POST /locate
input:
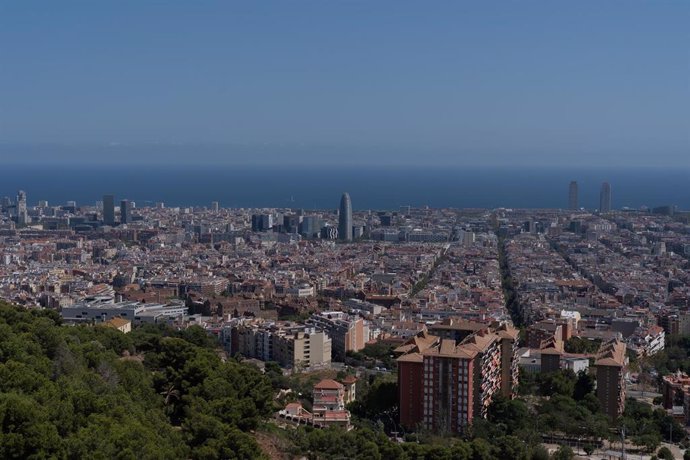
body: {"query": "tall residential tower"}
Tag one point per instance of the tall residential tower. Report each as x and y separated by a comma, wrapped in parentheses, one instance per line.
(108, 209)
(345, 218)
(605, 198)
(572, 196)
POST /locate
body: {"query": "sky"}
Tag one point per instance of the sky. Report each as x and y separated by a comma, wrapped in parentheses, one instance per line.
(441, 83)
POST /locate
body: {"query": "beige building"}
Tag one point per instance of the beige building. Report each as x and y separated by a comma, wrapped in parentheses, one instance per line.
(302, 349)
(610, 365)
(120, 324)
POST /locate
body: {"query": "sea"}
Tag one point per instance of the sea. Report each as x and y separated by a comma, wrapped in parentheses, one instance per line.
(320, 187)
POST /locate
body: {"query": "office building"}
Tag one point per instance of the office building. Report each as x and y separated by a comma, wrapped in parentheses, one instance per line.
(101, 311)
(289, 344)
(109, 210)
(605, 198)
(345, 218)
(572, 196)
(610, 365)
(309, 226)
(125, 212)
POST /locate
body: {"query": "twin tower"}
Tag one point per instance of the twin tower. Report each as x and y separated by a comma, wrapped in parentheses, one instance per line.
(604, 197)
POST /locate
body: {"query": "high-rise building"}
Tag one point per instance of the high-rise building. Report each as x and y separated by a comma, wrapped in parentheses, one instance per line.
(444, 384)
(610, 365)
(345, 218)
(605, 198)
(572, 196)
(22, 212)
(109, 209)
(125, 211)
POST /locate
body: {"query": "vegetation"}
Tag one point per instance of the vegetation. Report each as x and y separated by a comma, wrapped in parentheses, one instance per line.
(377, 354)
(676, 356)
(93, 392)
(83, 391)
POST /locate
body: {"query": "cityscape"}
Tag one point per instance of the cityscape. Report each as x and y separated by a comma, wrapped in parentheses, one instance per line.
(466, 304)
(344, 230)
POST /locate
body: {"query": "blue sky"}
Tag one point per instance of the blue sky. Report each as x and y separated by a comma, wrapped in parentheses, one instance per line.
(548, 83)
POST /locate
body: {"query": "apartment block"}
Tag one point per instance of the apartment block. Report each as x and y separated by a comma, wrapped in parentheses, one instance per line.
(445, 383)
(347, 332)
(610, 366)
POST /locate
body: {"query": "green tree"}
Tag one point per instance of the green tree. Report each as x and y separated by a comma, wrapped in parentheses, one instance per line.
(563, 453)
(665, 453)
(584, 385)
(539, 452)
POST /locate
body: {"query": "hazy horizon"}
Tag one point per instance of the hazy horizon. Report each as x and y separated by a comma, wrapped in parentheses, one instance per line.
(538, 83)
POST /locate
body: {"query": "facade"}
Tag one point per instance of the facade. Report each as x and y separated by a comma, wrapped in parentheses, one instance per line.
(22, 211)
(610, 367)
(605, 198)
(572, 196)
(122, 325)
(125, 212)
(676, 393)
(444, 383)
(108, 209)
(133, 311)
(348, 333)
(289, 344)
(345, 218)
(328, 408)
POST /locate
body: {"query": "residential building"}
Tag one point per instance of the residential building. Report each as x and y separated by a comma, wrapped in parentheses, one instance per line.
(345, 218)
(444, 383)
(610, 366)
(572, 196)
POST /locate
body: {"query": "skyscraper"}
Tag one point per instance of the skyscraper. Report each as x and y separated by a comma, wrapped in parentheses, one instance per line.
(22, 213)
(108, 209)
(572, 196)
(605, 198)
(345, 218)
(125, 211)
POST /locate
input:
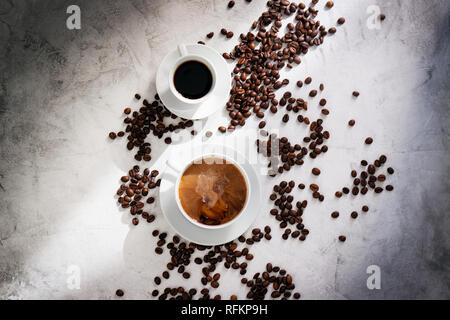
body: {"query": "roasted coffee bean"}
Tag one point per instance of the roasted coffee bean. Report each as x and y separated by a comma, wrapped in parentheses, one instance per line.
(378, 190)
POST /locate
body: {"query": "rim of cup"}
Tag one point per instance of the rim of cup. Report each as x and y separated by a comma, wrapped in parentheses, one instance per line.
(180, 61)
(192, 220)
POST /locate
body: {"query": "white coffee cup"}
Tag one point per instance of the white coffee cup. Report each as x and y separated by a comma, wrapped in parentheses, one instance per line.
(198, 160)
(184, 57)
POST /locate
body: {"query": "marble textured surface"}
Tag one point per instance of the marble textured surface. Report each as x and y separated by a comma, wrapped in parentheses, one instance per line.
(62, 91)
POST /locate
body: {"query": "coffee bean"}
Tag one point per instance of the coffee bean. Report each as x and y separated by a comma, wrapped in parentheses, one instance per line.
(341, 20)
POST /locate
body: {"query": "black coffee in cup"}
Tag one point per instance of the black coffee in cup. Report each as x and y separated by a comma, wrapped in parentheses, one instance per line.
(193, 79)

***

#### ACTION ITEM
Repeat the listing word for word, but without its pictures.

#### RESULT OF THE TASK
POST /locate
input:
body: {"query": "tall residential tower"}
Tag one point per instance of the tall residential tower. Report each as x and y separated by a comma, wrapped in parentheses, one instance per line.
(108, 209)
(345, 218)
(605, 198)
(572, 196)
POST /locate
body: {"query": "sky"}
Tag one point per instance of the sky. Report each as x and y separated by a comma, wrapped in parentheses, one instance per line.
(441, 83)
POST /locate
body: {"query": "beige building"}
Tag one point per instance of the beige building. Report each as x and y separated by a comma, wrapped in parentheses, one instance per line.
(302, 349)
(610, 365)
(120, 324)
POST /locate
body: {"query": "sea"}
Tag one point per instance of the sea. Report each as x and y separated by a comma, wrapped in parentheses, one instance per line.
(320, 187)
POST /locate
body: {"query": "office building"}
Tag one point per instance of the office building. Report each as x and y separated by a comma, wrapped in parentheses, one instance per line.
(101, 311)
(289, 344)
(109, 210)
(605, 198)
(345, 218)
(572, 196)
(610, 365)
(309, 226)
(125, 212)
POST /locate
body: {"query": "twin tower"}
Tag one point per instance of the twin tower. Report each as x and y separated by a comma, wrapped in parentheses, one instance per line.
(604, 197)
POST /locate
body: {"query": "high-rise building"}
Tag one point per instance of the high-rise building. Report each as x and y separated by a comma, wrapped in parentheses, one instance per line.
(444, 384)
(610, 365)
(345, 218)
(605, 198)
(572, 196)
(22, 212)
(109, 209)
(125, 211)
POST /locate
body: {"query": "vegetation"}
Tag one point per instance of the vegetation. Report each as x and y separated by a comma, wrapped in parentheses, one instance per line.
(377, 354)
(676, 356)
(93, 392)
(83, 391)
POST /locate
body: {"query": "cityscape"}
Tag one point per instance of the cityscape. Report each as x and y separated by a comma, wrapped in parentheses, one instance per line.
(466, 304)
(344, 230)
POST /locate
body: {"query": "blue sky"}
Tag one point per instance of the blue sky. Report each as x and y separated by a comma, wrapped in parentheses, one instance per line.
(548, 83)
POST /locate
body: {"query": "apartment block"}
Tag one point per instance of the apartment block. Report each as x and y separated by a comma, wrapped in parentheses, one instance per line.
(445, 383)
(347, 332)
(610, 366)
POST /locate
body: {"query": "green tree"}
Tag one point per instance of the green tree. Report each as x and y separated by a comma, wrapped in parentheses, one instance per line.
(563, 453)
(665, 453)
(584, 385)
(539, 452)
POST /locate
body: {"query": "hazy horizon"}
Tag one point per instance of the hazy horizon. Report each as x and y separated by a comma, wrapped in parentheses, one instance per line.
(538, 83)
POST /locate
body: {"query": "facade"}
Tag one point per instance of the facade. Report each as x and y separated by a comma, wrapped in parentheses, one instance per line.
(22, 211)
(610, 367)
(605, 198)
(572, 196)
(122, 325)
(125, 212)
(676, 393)
(444, 383)
(108, 209)
(133, 311)
(348, 333)
(289, 344)
(345, 218)
(328, 408)
POST /locate
body: {"query": "residential building"}
Tag one point per instance of the residential building. Report each as x and y separated by a comma, wrapped in parentheses, one instance per line.
(345, 218)
(444, 383)
(610, 366)
(572, 196)
POST /locate
body: {"query": "skyscraper"}
Tag one point per instance of the skyscraper. Report each as x and y separated by a comma, wrapped in parentheses, one instance per line.
(22, 213)
(108, 209)
(572, 196)
(605, 198)
(345, 218)
(125, 211)
POST /locate
input:
body: {"query": "roasted coffee bean"}
Tag one point per instance of the roasted coffee bean. Report each as x and y separated by a comma, wrapped in parentheses, one instance per line.
(378, 190)
POST /locate
body: {"query": "rim of cup"}
Tag one point per instance of the rim of cup. Report each as x and y separated by a comma, wrapped in parentheses, one instance per line.
(180, 61)
(192, 220)
POST /locate
body: {"query": "white coffee cup"}
Tag one point per instance of the white coffee cup. Report each as x and y separated by a comma, wrapped in parentheses, one instance per line.
(198, 160)
(184, 57)
POST /locate
body: {"query": "marble textured surface"}
Tag one point per instance of the marble textured surface. Report each as x and y separated by a comma, wrapped in parentheses, one instance per line.
(62, 91)
POST /locate
body: {"query": "coffee bean"}
Tag one point per instance of the coffee bean. Report each as x and y separated by a comma, wrapped in parentheses, one instance per line.
(341, 20)
POST /locate
body: {"query": "black coffee in cup"}
Tag one point per instance of the black coffee in cup. Report each as x and y separated by a comma, wrapped in parentheses, one instance per line.
(193, 79)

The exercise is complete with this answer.